— BEGIN INPUT —

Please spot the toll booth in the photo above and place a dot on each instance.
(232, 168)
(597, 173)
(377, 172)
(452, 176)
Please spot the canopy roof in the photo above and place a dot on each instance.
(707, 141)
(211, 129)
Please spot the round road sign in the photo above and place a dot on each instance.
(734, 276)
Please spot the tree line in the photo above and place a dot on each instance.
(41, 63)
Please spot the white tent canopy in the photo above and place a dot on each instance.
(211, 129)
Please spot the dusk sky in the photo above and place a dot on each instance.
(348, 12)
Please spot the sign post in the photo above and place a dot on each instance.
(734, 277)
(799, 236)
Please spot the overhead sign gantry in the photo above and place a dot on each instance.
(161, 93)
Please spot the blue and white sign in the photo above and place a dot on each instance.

— END INPUT —
— BEGIN INPUT —

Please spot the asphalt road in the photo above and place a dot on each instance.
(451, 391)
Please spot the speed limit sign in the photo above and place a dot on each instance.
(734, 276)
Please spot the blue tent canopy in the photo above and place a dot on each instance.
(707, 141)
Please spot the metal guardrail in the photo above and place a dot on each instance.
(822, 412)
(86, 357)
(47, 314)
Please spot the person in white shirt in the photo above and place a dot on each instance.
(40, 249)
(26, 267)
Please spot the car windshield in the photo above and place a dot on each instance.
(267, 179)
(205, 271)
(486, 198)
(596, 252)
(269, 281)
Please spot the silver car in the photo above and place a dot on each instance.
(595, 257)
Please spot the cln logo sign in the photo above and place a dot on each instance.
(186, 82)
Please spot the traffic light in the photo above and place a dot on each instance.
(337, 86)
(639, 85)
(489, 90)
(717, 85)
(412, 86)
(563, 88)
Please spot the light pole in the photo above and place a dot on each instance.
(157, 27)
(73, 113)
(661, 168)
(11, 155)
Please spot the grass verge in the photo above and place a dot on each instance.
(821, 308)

— END INPUT —

== WRITTEN PROBLEM ==
Reproduce the lines from the one containing "Please spot the dusk" through the one containing "Please spot the blue and", swapping "place a dot" for "put a point" and changing nothing else.

== TASK ANSWER ==
Please spot the dusk sky in the photo above and put a point on each instance.
(348, 12)
Please spot the sign post in the photo above and put a point on each instance.
(734, 277)
(799, 236)
Please spot the overhead sign gantry in the photo above and put a point on each instance.
(161, 93)
Please spot the blue and white sign in the photo above and put a point on each instance.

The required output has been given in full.